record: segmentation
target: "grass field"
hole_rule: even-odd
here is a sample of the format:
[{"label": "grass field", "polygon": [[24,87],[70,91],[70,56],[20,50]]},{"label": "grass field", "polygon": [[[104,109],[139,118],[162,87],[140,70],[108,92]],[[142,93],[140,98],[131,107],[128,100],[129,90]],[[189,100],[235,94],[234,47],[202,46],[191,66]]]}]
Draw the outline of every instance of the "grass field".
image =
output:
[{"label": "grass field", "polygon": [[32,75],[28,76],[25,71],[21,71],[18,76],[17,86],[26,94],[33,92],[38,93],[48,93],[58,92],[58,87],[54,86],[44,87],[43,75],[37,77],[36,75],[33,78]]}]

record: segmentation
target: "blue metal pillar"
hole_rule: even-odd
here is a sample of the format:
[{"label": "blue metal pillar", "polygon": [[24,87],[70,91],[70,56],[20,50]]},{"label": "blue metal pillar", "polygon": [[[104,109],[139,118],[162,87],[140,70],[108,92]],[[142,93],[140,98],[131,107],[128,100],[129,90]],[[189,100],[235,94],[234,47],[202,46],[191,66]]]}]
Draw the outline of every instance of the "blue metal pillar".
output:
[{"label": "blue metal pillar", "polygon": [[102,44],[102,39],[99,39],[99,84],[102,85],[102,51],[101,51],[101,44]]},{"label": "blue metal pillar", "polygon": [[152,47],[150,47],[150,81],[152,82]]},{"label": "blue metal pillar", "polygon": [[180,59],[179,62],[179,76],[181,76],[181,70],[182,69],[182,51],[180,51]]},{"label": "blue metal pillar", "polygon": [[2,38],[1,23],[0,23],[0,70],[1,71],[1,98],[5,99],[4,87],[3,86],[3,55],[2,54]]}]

────────────────

Rewrite every line of the rows above, replacing each occurrence of "Draw the outline" with "Trace the boundary" and keeping everything else the same.

* **Written reply**
record: segmentation
target: "grass field"
hole_rule: even-odd
here is a sample of the format:
[{"label": "grass field", "polygon": [[24,87],[70,91],[70,56],[20,50]]},{"label": "grass field", "polygon": [[[104,109],[139,118],[162,87],[140,70],[108,92]],[[142,93],[140,98],[131,107],[128,100],[129,90]],[[189,100],[235,94],[234,47],[202,46],[191,66]]]}]
Trace the boundary of every instance of the "grass field".
image =
output:
[{"label": "grass field", "polygon": [[32,75],[28,76],[25,71],[21,71],[18,76],[17,86],[26,94],[33,92],[38,93],[48,93],[58,92],[58,87],[54,86],[44,87],[43,75],[37,77],[36,75],[33,78]]}]

record: segmentation
target: "blue metal pillar"
hole_rule: even-odd
here is a sample of the format:
[{"label": "blue metal pillar", "polygon": [[24,87],[70,91],[70,56],[20,50]]},{"label": "blue metal pillar", "polygon": [[[104,109],[139,118],[162,87],[140,70],[108,92]],[[142,93],[140,98],[131,107],[128,100],[129,90]],[[189,100],[235,94],[234,47],[202,46],[191,66]]]}]
Trace the boundary of every instance of the "blue metal pillar".
output:
[{"label": "blue metal pillar", "polygon": [[102,44],[102,39],[99,39],[99,84],[102,85],[102,51],[101,51],[101,44]]},{"label": "blue metal pillar", "polygon": [[152,47],[150,47],[150,81],[152,82]]},{"label": "blue metal pillar", "polygon": [[180,59],[179,62],[179,76],[181,76],[181,70],[182,69],[182,51],[180,51]]},{"label": "blue metal pillar", "polygon": [[2,38],[1,23],[0,23],[0,70],[1,71],[1,98],[5,99],[4,87],[3,86],[3,55],[2,54]]}]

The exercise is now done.